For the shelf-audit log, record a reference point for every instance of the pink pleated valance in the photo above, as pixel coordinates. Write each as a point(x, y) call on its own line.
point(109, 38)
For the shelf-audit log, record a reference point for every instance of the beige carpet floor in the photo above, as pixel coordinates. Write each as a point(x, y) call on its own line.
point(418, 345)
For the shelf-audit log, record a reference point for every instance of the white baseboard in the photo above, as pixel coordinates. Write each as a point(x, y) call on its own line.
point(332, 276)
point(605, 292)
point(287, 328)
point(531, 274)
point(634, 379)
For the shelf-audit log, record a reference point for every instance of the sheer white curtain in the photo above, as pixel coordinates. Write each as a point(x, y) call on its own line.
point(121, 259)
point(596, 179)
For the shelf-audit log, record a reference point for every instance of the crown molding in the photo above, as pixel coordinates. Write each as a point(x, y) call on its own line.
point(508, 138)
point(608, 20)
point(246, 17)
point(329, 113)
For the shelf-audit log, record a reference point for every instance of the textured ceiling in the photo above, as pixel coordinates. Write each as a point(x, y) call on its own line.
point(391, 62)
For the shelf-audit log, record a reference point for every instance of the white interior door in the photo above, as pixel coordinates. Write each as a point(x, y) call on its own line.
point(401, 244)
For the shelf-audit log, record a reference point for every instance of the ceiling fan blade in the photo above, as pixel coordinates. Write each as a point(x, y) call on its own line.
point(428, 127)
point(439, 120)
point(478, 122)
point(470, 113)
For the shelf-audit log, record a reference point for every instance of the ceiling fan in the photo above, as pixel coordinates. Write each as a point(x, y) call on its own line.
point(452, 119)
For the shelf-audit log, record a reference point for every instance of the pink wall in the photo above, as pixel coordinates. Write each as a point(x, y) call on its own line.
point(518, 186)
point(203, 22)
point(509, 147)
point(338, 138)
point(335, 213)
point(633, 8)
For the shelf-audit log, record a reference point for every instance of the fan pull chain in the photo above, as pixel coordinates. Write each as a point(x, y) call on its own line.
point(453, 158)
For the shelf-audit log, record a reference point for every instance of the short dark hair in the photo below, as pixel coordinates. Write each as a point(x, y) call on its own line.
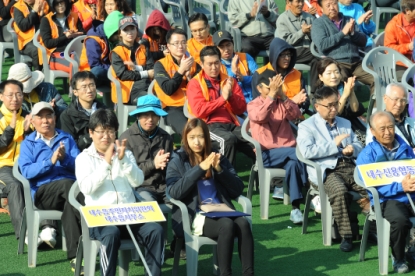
■ ■ ■ ■ ■ ■ ■
- **PROBLEM DESCRIPTION**: Arrange each line of the listing above into a Markdown table with two columns, Row and Text. Number the rows in order, skip blank lines, and leave the pictures out.

- **TASK ANSWER**:
| Row | Text |
|---|---|
| 1 | For the shelf-audit log, record a reference point for every instance of the pink pleated valance in the photo above, as pixel coordinates. Write each as a point(x, y) call on its own line. |
| 2 | point(109, 38) |
| 3 | For the shelf-audit log, record a reference point for every instance of the beige carpet floor in the photo above, as pixel coordinates. Write each as a point(x, y) call on its own line. |
| 4 | point(418, 345) |
| 5 | For the shelf-audit log, record a reference point for every instance of the white baseboard in the photo above, as pixel coordinates. Write each as a point(x, y) call on its own line. |
| 6 | point(332, 276) |
| 7 | point(605, 292) |
| 8 | point(287, 328) |
| 9 | point(531, 274) |
| 10 | point(634, 379) |
| 11 | For the shelf-audit log, record a reference point for every instance of the sheer white curtain in the photo above, as pixel coordinates. Write each as a point(x, y) call on its own line. |
| 12 | point(121, 259) |
| 13 | point(596, 179) |
| 14 | For the shelf-audit log, record a reference point for every instance of the crown molding in the photo above, as pixel coordinates. Write each as a point(x, y) call on its own line. |
| 15 | point(508, 138) |
| 16 | point(608, 20) |
| 17 | point(246, 17) |
| 18 | point(329, 113) |
| 19 | For the shelf-audit log, record a reference point for every instance of the textured ceiling in the photo above, as pixel coordinates. Write each as a point(x, y) call on its own line. |
| 20 | point(391, 62) |
| 21 | For the shelf-audit log, record a reference point for every instance of the white interior door in the photo above, as pixel coordinates. Write each as a point(x, y) call on its own line. |
| 22 | point(401, 244) |
| 23 | For the shelf-audit log, record a reference point for every instance of the ceiling fan blade in the photo above, as pixel coordinates. Write each as a point(x, y) call on its own line. |
| 24 | point(428, 127) |
| 25 | point(439, 120) |
| 26 | point(478, 122) |
| 27 | point(470, 113) |
| 28 | For the shelf-audit log, record a reference point for every instance of the ceiling fan in the photo above, as pixel coordinates. Write each as a point(x, y) call on its own line. |
| 29 | point(452, 119) |
| 30 | For the shelf-audit log, record a reference point for every instance of the pink wall in the photo above, as pixel coordinates. Write each as a point(x, y) call on its own line. |
| 31 | point(518, 186) |
| 32 | point(203, 22) |
| 33 | point(509, 147) |
| 34 | point(338, 138) |
| 35 | point(335, 213) |
| 36 | point(633, 8) |
| 37 | For the shelf-audit log, record a reference point for every instance of the fan pull chain in the photo above, as pixel coordinates. Write each as a point(x, y) call on its own line. |
| 38 | point(453, 158) |
| 39 | For the shelf-audit log, record a reference point for every instance of the short dark hair in the photo below, as pixel coordinates. Write each as a point(x, y) call on its own line. |